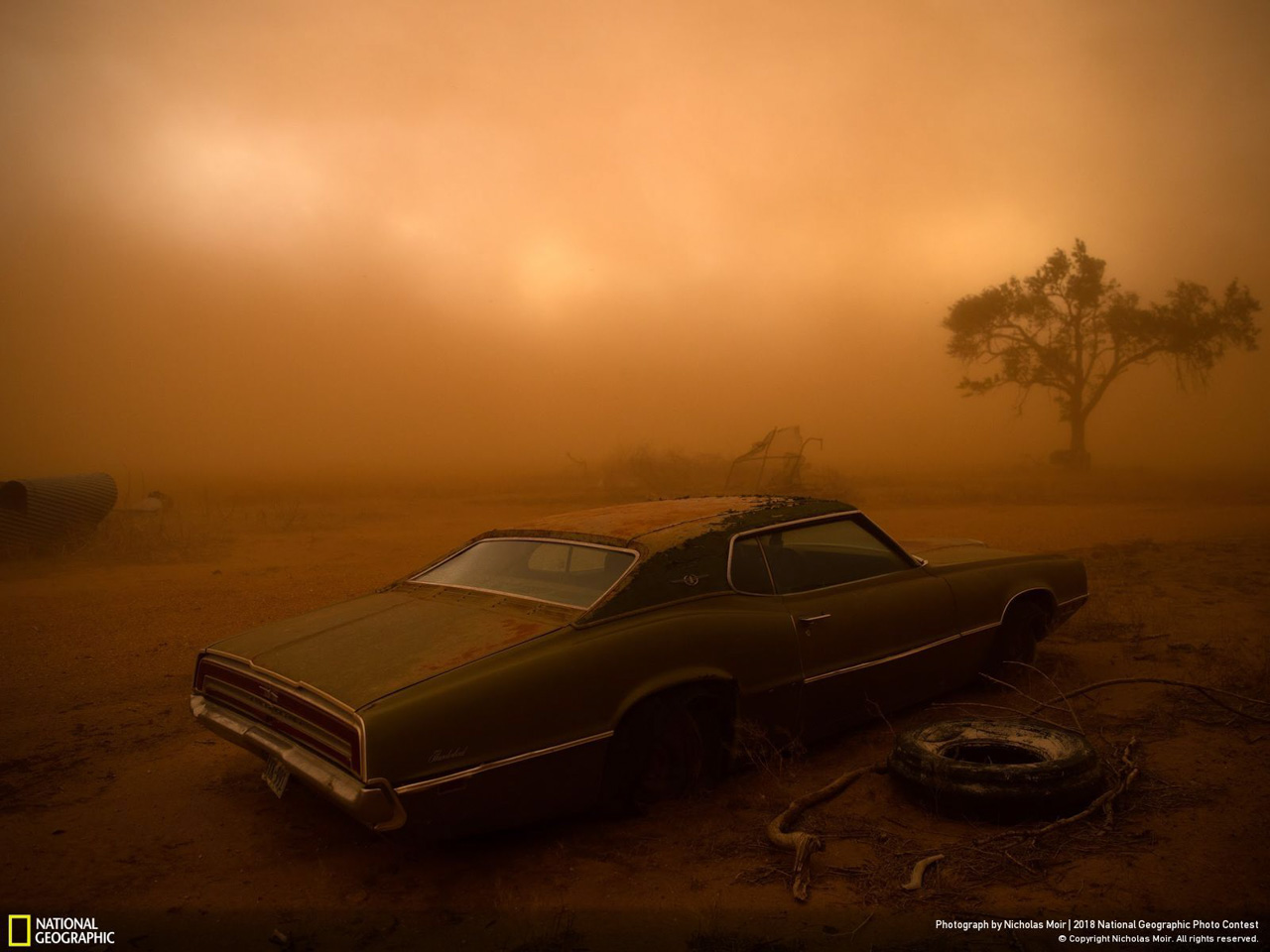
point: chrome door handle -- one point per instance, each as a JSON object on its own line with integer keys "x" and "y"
{"x": 807, "y": 621}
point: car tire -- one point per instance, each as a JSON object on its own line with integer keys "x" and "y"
{"x": 998, "y": 771}
{"x": 1025, "y": 624}
{"x": 663, "y": 748}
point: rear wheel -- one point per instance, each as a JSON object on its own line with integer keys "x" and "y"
{"x": 665, "y": 748}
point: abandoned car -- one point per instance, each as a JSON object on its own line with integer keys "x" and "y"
{"x": 608, "y": 655}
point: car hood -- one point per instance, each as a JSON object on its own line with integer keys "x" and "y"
{"x": 361, "y": 651}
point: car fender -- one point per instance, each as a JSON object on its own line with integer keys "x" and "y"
{"x": 676, "y": 679}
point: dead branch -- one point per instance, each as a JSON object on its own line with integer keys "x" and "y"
{"x": 1207, "y": 692}
{"x": 1021, "y": 693}
{"x": 804, "y": 844}
{"x": 915, "y": 881}
{"x": 1070, "y": 708}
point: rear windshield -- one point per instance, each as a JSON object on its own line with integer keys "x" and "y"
{"x": 563, "y": 572}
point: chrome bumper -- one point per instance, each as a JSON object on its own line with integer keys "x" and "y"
{"x": 373, "y": 803}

+---+

• **The task**
Would you return the data exactly as written, without the pictures?

• **Solution to this exercise**
point: chrome door handle -- one point per instance, each as a JSON object on its own line with integer keys "x" and "y"
{"x": 807, "y": 621}
point: car tire -- one point per instance, each as a JSON object on its own line with integer keys "x" and "y"
{"x": 998, "y": 771}
{"x": 1025, "y": 624}
{"x": 663, "y": 748}
point: rear wheel -- one point per instance, each as a JSON object on its own line with integer keys "x" and "y"
{"x": 665, "y": 748}
point: abandoned car -- one point per instance, each as a JSON object on its own line with integer keys "x" and "y"
{"x": 608, "y": 655}
point: car hood -- one point per instance, each as a JSON object on its own line with integer keys "x" and "y"
{"x": 361, "y": 651}
point: car fender -- one point per instance, each as a JSON object on its own line with integer keys "x" and "y"
{"x": 676, "y": 679}
point: dead branch -- one point per instance, each as a JSON object on its own line with integer keys "x" and "y"
{"x": 1207, "y": 692}
{"x": 1021, "y": 693}
{"x": 804, "y": 844}
{"x": 915, "y": 881}
{"x": 1070, "y": 708}
point: rear windshield -- one point per instance, each as a JSON object on its own line with integer keys "x" and "y"
{"x": 563, "y": 572}
point: chrome bumper -- one point per instance, each as a JSON object on its own line with integer keys "x" and "y"
{"x": 373, "y": 803}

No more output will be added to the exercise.